Put the entries, from the first line through the line containing "(1338, 435)", into a Markdown table with the columns Row and Line, numbering each row and omitting blank lines.

Start of RECORDS FOR THIS TASK

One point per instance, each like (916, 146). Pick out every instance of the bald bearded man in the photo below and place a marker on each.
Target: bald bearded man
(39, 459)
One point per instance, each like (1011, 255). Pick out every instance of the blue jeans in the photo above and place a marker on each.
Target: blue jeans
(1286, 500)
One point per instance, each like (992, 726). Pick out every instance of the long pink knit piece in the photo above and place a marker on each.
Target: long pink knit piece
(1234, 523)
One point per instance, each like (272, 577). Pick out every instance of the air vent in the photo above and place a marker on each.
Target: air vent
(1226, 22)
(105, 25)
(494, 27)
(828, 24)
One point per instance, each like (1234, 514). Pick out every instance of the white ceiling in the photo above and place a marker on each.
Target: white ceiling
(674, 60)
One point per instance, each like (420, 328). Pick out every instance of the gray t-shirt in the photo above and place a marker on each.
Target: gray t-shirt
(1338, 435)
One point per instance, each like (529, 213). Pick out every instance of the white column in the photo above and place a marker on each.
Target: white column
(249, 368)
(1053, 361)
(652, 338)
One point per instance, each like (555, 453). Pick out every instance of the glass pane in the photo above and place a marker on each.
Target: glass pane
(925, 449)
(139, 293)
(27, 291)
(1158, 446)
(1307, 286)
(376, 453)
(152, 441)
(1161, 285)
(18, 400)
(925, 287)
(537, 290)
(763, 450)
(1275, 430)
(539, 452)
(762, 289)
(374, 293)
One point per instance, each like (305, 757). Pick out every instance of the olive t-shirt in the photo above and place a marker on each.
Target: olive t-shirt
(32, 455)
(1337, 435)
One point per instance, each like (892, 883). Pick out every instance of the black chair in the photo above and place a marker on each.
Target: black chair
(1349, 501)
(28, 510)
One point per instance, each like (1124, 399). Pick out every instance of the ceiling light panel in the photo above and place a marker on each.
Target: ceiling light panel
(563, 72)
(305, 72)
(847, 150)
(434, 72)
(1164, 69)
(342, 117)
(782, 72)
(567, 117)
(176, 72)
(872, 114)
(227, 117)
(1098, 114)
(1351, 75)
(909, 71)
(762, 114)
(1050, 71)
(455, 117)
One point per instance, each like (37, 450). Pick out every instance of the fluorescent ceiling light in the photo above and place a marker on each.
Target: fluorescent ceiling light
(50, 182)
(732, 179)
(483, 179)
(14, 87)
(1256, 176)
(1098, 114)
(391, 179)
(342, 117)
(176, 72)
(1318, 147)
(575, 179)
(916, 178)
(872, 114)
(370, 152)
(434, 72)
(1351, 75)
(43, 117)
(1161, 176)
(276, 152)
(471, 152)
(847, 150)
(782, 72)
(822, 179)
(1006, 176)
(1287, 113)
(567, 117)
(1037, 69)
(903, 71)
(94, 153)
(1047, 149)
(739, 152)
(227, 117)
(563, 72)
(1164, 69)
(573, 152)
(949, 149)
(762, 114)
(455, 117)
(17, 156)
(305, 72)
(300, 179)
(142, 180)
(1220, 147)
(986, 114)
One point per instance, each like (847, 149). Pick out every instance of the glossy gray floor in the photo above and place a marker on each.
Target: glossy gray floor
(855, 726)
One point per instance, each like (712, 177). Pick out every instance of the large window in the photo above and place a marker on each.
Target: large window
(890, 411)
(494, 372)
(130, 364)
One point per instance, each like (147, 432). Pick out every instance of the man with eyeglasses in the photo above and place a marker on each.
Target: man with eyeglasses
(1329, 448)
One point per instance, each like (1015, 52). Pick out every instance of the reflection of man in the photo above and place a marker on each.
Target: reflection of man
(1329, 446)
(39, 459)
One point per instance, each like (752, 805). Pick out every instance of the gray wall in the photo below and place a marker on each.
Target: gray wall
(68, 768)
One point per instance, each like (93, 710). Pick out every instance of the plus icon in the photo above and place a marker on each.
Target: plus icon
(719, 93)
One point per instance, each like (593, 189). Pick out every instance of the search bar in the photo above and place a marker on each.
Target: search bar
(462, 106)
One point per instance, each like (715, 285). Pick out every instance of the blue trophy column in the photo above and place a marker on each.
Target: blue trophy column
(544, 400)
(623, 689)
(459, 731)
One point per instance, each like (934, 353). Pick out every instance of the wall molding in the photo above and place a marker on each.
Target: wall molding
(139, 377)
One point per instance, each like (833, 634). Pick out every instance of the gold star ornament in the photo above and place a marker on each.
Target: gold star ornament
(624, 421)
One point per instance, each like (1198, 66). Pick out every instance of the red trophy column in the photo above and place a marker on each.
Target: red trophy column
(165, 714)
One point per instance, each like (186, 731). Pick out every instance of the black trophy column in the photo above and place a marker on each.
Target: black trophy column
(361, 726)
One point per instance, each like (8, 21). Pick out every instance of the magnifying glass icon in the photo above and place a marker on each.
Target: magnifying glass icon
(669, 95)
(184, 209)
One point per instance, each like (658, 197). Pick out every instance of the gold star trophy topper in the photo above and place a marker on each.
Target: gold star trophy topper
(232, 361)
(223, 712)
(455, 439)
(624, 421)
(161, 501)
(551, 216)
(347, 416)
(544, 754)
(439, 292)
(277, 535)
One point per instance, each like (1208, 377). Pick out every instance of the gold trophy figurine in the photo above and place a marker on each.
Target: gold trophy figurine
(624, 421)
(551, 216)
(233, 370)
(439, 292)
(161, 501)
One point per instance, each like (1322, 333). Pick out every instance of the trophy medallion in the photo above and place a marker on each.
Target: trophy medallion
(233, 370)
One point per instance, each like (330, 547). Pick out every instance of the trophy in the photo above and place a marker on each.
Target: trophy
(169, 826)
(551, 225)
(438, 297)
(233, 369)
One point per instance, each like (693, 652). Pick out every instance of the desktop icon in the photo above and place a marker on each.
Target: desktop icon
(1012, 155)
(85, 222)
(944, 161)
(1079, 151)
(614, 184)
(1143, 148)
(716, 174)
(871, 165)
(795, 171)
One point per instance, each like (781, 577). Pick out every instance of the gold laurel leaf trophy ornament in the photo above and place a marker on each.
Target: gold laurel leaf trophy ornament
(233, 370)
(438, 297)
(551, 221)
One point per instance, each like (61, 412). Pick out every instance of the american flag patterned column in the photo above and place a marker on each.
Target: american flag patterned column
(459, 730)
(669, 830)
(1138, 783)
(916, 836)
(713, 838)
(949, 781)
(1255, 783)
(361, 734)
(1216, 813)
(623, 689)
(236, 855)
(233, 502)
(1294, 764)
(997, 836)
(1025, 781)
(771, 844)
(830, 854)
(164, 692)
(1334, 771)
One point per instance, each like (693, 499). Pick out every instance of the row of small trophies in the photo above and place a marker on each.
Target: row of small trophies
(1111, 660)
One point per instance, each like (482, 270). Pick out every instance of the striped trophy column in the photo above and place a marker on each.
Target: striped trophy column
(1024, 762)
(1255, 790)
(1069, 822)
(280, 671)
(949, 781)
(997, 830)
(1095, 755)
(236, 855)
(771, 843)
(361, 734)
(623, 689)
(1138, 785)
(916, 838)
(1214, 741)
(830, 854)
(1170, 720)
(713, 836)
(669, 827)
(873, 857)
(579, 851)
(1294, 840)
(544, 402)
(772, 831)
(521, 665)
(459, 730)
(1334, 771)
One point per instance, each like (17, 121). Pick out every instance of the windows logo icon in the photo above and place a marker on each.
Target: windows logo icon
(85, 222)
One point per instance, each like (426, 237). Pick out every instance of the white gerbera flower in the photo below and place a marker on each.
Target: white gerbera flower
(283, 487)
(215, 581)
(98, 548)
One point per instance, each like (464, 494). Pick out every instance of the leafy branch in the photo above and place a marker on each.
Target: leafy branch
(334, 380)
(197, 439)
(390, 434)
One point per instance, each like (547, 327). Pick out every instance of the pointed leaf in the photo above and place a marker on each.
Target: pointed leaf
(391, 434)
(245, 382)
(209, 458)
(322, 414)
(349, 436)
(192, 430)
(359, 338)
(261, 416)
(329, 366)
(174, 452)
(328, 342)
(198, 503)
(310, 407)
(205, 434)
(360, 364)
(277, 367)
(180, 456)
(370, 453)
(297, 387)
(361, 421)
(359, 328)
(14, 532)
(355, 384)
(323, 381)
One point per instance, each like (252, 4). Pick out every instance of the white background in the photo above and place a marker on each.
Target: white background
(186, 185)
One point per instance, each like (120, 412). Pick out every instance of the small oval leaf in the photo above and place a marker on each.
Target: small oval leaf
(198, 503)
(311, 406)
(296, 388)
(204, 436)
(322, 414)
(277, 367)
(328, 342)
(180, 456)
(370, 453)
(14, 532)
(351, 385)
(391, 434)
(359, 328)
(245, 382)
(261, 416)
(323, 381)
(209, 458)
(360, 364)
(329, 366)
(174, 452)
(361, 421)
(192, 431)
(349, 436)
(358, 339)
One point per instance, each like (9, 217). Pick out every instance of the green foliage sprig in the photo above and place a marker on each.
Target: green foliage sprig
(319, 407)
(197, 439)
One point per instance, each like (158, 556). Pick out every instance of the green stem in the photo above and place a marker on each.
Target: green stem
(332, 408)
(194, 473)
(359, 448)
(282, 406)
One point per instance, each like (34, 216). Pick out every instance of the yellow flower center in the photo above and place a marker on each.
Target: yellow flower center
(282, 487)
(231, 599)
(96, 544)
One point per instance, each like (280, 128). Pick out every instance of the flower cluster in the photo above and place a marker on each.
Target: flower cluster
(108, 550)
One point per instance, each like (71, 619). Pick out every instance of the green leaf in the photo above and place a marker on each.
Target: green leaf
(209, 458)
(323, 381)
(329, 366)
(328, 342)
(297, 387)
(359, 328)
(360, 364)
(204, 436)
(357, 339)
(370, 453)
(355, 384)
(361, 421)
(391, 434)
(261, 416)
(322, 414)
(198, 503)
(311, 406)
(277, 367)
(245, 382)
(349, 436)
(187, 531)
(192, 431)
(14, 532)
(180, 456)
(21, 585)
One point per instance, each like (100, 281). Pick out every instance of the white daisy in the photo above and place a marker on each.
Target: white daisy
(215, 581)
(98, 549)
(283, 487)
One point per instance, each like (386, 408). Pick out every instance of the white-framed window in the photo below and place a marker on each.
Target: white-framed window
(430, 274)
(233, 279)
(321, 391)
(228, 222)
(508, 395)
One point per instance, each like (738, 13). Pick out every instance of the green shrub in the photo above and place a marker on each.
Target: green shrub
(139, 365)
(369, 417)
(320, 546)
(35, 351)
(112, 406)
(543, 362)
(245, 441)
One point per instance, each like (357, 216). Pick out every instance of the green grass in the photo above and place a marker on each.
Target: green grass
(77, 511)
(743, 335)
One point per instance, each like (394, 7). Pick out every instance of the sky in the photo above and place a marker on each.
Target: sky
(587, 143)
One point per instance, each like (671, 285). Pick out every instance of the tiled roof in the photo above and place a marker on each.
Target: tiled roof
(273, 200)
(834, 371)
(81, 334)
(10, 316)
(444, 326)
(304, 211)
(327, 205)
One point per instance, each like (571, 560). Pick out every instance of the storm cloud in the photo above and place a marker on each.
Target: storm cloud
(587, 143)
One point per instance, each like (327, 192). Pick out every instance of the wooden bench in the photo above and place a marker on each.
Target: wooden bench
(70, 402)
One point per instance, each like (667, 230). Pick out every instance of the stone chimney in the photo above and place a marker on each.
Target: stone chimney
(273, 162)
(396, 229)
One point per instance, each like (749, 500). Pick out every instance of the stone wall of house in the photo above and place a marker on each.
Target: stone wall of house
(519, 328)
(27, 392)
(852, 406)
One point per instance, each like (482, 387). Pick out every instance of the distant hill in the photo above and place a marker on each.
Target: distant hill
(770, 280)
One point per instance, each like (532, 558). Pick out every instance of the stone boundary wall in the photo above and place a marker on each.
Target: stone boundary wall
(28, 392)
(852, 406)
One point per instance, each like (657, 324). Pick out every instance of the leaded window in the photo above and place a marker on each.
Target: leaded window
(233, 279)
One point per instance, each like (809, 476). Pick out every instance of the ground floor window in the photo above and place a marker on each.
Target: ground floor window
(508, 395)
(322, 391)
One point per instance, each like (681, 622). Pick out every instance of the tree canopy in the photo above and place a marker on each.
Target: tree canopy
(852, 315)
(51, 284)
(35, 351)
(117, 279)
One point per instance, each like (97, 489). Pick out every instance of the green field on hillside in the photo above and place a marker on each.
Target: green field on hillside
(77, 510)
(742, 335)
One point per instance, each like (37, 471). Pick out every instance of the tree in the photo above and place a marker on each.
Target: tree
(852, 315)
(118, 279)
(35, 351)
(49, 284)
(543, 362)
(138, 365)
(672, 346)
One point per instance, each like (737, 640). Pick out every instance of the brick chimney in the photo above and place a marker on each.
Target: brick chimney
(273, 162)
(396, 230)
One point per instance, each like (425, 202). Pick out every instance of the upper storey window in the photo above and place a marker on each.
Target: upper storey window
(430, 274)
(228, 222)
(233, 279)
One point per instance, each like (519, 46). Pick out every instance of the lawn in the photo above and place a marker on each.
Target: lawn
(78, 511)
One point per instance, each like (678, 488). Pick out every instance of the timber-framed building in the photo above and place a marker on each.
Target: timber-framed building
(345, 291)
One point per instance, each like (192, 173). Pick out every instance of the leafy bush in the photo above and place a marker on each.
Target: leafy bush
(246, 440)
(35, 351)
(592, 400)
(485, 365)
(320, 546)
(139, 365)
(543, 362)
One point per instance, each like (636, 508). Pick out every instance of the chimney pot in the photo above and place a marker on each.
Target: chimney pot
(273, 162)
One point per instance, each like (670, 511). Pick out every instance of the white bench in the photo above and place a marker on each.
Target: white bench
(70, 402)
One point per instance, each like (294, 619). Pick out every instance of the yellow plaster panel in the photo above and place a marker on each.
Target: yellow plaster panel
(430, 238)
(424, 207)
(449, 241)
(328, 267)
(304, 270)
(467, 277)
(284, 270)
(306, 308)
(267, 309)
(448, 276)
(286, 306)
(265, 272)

End of RECORDS FOR THIS TASK

◆ FINAL RESULT
| Row | Line |
|---|---|
| 1 | One point per instance, each like (916, 146). Pick out every instance of the bald bearded man in the photo below and place a marker on each. |
| 2 | Target: bald bearded man |
| 3 | (39, 459) |
| 4 | One point per instance, each like (1011, 255). Pick out every instance of the blue jeans in the photo above and place a marker on each. |
| 5 | Target: blue jeans |
| 6 | (1286, 500) |
| 7 | One point per instance, each like (992, 726). Pick out every instance of the long pink knit piece in the photo above and place a marker on each. |
| 8 | Target: long pink knit piece |
| 9 | (1234, 523) |
| 10 | One point per instance, each like (272, 577). Pick out every instance of the air vent in the photo above and place a marker on each. |
| 11 | Target: air vent |
| 12 | (1226, 22) |
| 13 | (105, 25) |
| 14 | (494, 27) |
| 15 | (828, 24) |
| 16 | One point per instance, each like (1234, 514). Pick out every instance of the white ceiling in the photo above and place a marker on each. |
| 17 | Target: white ceiling |
| 18 | (674, 60) |
| 19 | One point per instance, each like (420, 328). Pick out every instance of the gray t-shirt in the photo above and place a marker on each. |
| 20 | Target: gray t-shirt |
| 21 | (1338, 435) |